JOB 1
From the Hacker News thread on bit fields, reproduce the passage that begins at the words "I also find" and ends after the words "that is guaranteed.".
JOB 2
Answer these questions from the Hacker News thread on bit fields:
(a) How many bytes does BeeOnRope say the struct will be on Arm?
(b) How many bits wide is the type field in the quoted code?
(c) What alternative does the author propose in place of the bit field?
JOB 3
Pick up the Hacker News thread on bit fields after its last post and write the next reply.
START PAGE EXTRACT
Hacker News new | ask | show | jobs
by BeeOnRope 1567 days ago
Yes, this will be 16 bytes on Arm, and everywhere else pretty much. That doesn't mean the whole outer struct can't also be 16 bytes (this struct is one member of a union).
2 comments

Yea but here is my problem.

    uint8_t  type : 2  // tag = {SSO|OWN|REF|VUE}
I had thought the tag was part of the SSO, but it’s not. Well, not accessible but I think that what some of the unused bits end up being?
I also find that questionable. The compiler is allowed to pull a bit field from low or high bits (i.e. not specified in the standard) and it might be further affected by endianness.

This code is assuming that on little-endian, gcc pulls 62 bits from the low bits of the word, and on big-endian that gcc pulls from the high 62 bits of the word. It might actually be what gcc does, but I don't think any of that is guaranteed.

(author here)

That's concerning.. Should I rather use a full 64bit data field + masking ? I'm a bit naive about portability.
END PAGE EXTRACT
START DATASET ENTRIES
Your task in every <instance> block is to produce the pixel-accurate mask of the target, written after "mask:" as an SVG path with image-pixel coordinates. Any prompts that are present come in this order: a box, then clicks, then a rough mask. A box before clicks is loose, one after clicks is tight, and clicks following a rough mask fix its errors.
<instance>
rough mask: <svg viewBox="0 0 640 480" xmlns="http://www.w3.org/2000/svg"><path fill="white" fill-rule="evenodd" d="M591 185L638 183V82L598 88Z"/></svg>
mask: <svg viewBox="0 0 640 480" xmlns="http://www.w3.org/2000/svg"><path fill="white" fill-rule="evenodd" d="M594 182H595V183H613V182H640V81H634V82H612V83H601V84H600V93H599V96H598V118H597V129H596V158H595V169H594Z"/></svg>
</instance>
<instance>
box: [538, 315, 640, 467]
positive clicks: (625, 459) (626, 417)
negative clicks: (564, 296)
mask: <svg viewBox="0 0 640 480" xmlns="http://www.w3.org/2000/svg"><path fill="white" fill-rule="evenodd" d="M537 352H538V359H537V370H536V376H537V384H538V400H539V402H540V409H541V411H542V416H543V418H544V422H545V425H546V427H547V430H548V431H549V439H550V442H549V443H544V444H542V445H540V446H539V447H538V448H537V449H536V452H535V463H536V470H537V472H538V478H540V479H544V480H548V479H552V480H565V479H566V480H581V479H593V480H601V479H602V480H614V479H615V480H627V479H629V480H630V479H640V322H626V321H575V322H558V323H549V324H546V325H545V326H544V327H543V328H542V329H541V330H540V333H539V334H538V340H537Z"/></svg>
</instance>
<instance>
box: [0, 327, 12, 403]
END DATASET ENTRIES
WRITTEN RESPONSE 1
I also find that questionable. The compiler is allowed to pull a bit field from low or high bits (i.e. not specified in the standard) and it might be further affected by endianness.

This code is assuming that on little-endian, gcc pulls 62 bits from the low bits of the word, and on big-endian that gcc pulls from the high 62 bits of the word. It might actually be what gcc does, but I don't think any of that is guaranteed.

WRITTEN RESPONSE 2
(a) 16 bytes
(b) 2 bits
(c) A full 64-bit data field with masking

WRITTEN RESPONSE 3
So a disclaimer, I have never read the C standard in full and I don't consider myself an expert, but this one about bit fields is one of many anecdotes I've accumulated over the years about portability. The rule is never use a bit field in a serialized file format because different compilers could interpret them differently. As long as a bit field never leaves the memory of the host that wrote it, they're fine. But in this case, you are expecting the bit field to overlay in a specific manner with a union, so I think you run into the same problem.

Making a library more portable in C usually means making the code an ugly mess of macros. So, first decide how much time and code clarity you want to sacrifice vs. the systems you want to be able to run it on. I have a large scale personal project data encoding library that I never finished in part because I tangled myself up in trying to make it 100% defined behavior C code. The world only has 3 major compilers: gcc, clang, and visual studio. If your code works on all 3, and its a hobby project, that's probably good enough. There are also vanishingly few big-endian systems left, aside from some embedded ARM processors. Also, declaring :62 will be a compile error on a 32 bit system, so that's maybe your biggest portability concern? But again, 32 bit is either old or embedded, so maybe not worth worrying about.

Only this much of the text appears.